» **Problem statement**: Reproduce every one of the following entries verbatim, line for line.

Data drawn from a collection:
--- begin ---

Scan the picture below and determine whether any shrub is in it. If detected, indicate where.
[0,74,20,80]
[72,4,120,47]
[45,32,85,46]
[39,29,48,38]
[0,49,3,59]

--- end ---

» **Task output**:
Scan the picture below and determine whether any shrub is in it. If detected, indicate where.
[0,74,20,80]
[72,4,120,47]
[45,32,85,46]
[39,29,48,38]
[0,49,3,59]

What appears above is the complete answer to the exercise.